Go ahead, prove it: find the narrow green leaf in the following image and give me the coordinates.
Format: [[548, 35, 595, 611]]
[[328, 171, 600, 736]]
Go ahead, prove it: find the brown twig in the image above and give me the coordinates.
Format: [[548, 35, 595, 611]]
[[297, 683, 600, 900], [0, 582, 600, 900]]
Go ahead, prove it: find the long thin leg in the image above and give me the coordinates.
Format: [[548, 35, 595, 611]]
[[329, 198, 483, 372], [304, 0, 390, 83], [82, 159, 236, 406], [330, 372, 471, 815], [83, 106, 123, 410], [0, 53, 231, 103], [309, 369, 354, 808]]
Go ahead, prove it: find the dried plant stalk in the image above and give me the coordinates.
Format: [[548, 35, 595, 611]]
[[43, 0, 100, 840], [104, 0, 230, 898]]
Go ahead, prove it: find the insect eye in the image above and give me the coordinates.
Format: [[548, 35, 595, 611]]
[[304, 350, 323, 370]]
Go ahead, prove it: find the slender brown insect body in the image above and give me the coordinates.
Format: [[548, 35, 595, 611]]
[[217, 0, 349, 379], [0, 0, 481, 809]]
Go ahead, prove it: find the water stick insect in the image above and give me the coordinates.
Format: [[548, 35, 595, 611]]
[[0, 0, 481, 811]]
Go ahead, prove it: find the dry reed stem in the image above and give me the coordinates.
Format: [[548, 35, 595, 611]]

◆ ◆ ◆ ◆

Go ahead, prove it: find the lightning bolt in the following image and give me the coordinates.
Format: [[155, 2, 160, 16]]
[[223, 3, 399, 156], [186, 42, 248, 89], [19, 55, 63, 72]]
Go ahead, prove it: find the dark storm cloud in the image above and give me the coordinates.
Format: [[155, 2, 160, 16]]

◆ ◆ ◆ ◆

• _WRITTEN INSTRUCTION_
Rescale the material from the line containing "Go ahead, prove it: find the narrow" through the line containing "[[297, 683, 600, 900], [0, 582, 600, 900]]" by reproducing every line, requests included, with each bounding-box coordinate in the answers multiplied by 2.05 and rounded to the nearest whole number, halves rounded up. The numbers in the requests and their format samples stay as they are.

• _SOLVED PROBLEM_
Go ahead, prove it: find the narrow green leaf in the following image and give me the coordinates.
Format: [[548, 35, 595, 611]]
[[672, 351, 1230, 1509]]
Go ahead, prove it: find the brown twig in the image above and give me the coordinates.
Format: [[548, 35, 595, 611]]
[[609, 1400, 1230, 1845], [0, 1193, 1230, 1845]]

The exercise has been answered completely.